======== PASSAGE GIVEN

Negotiators were on the brink of agreeing to the rate Thursday, before a Friday meeting at the Organization for Economic Cooperation and Development, which has been coordinating the global tax talks. The tax rate has been the subject of months of intense negotiations. If enacted, it could help end a decades long race to the bottom on corporate taxation that has allowed tax havens to flourish and has drained countries of revenue.
The framework under consideration includes a global minimum tax of 15% that each country would adopt, and new rules that would force technology giants like Amazon and Facebook and other big global businesses to pay taxes in countries where their goods or services are sold, even if they have no physical presence there.
Before Friday’s meeting, negotiators have been grappling over the language of a joint statement describing the tax rate, exceptions for certain kinds of companies and the implementation period, which some nations want to be drawn out for years. European holdouts such as Ireland, Hungary and Estonia have been under intense pressure in recent months to join the agreement, which will require the approval of the 27 European Union countries.
After weeks of heated negotiations and pressure from the United States and France, Ireland said it was ready to accept a 15% minimum tax rate after Prime Minister Michael Martin told the Irish Cabinet on Thursday that the rate would only apply to multinational giants like Facebook and Apple but not to Irish companies operating in Ireland.
At stake has been Ireland’s low official corporate tax rate of 12.5% and a tax system that has helped global companies based there avoid paying taxes to other countries where they make profits.
Estonia also signed on to the 15% rate Thursday, according to a post on Twitter by OECD Secretary-General Mathias Cormann.
The Treasury Department expressed optimism that a deal would be finalized when the leaders of the Group of 20 leading industrial nations meet in Rome later this month.

================
======== INPUT MATERIAL

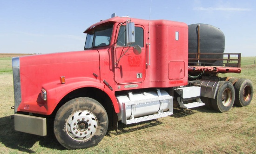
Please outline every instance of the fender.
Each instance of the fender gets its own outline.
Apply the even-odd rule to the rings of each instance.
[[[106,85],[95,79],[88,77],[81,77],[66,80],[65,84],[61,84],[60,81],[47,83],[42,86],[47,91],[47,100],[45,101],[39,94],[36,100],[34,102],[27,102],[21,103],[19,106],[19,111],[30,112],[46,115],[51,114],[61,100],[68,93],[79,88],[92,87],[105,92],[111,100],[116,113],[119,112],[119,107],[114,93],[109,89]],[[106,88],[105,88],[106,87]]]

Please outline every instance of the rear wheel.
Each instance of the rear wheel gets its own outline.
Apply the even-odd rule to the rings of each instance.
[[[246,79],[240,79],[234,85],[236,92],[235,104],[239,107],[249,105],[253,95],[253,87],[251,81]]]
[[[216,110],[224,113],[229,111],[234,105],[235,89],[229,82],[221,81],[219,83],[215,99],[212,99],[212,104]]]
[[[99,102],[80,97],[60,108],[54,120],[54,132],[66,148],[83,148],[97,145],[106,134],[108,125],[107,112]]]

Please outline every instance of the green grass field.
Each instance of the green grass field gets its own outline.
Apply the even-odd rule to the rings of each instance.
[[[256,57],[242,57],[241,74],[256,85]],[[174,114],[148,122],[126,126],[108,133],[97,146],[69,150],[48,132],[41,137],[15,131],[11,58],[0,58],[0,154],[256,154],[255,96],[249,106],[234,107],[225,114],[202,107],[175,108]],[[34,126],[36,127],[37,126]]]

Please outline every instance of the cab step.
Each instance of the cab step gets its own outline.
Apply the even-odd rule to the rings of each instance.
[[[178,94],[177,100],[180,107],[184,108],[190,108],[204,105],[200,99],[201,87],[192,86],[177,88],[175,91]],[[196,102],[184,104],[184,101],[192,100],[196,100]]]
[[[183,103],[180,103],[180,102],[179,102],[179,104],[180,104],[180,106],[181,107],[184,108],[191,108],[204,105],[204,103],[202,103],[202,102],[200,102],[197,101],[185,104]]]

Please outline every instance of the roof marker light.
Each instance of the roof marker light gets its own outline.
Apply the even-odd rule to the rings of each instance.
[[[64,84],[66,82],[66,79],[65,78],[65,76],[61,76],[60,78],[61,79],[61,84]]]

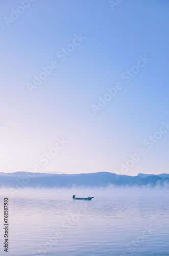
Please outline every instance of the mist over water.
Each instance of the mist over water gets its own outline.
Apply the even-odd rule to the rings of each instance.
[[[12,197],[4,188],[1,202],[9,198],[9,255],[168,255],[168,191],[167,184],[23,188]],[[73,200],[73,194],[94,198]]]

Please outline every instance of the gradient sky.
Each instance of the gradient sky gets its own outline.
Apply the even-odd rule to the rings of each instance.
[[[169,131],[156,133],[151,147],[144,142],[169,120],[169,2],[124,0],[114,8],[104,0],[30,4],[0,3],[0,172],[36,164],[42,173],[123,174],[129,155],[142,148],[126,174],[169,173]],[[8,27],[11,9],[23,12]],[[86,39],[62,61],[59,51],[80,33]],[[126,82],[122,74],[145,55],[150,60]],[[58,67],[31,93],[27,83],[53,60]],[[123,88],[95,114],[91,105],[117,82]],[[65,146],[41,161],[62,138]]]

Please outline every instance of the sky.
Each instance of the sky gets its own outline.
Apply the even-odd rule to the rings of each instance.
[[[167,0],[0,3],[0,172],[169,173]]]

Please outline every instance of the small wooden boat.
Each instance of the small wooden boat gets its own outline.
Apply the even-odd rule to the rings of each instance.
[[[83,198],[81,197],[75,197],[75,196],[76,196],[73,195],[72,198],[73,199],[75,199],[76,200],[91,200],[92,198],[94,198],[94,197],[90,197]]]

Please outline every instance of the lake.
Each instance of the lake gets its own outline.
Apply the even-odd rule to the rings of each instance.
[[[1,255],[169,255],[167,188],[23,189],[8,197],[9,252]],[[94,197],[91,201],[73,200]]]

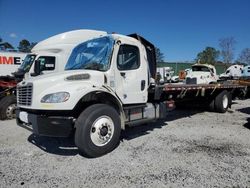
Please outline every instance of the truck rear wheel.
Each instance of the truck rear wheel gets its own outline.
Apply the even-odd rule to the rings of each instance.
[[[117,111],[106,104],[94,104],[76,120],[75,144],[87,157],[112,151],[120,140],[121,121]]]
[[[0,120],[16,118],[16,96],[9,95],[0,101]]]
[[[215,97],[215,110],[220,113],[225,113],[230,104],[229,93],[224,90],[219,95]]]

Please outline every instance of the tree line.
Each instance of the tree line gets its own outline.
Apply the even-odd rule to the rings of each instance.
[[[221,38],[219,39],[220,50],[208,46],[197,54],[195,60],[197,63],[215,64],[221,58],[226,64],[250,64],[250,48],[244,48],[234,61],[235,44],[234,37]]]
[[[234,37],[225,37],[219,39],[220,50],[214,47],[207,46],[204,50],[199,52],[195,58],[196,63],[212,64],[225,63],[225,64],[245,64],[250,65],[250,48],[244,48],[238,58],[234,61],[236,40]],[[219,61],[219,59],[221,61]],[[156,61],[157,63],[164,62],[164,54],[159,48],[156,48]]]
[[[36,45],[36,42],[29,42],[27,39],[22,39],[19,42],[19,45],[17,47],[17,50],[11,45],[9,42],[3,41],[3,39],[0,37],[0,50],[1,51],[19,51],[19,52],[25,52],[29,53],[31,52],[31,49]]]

================

DIRECTIONS:
A - From the passage on the global minimum tax, write out the portion from "Before Friday’s meeting, negotiators" up to and including "European Union countries.".
B - Count the lines of the records that contain the string "marker", treating uppercase and lowercase as different, and give only the number.

SOLVED TASKS:
A -
Before Friday’s meeting, negotiators have been grappling over the language of a joint statement describing the tax rate, exceptions for certain kinds of companies and the implementation period, which some nations want to be drawn out for years. European holdouts such as Ireland, Hungary and Estonia have been under intense pressure in recent months to join the agreement, which will require the approval of the 27 European Union countries.

B - 2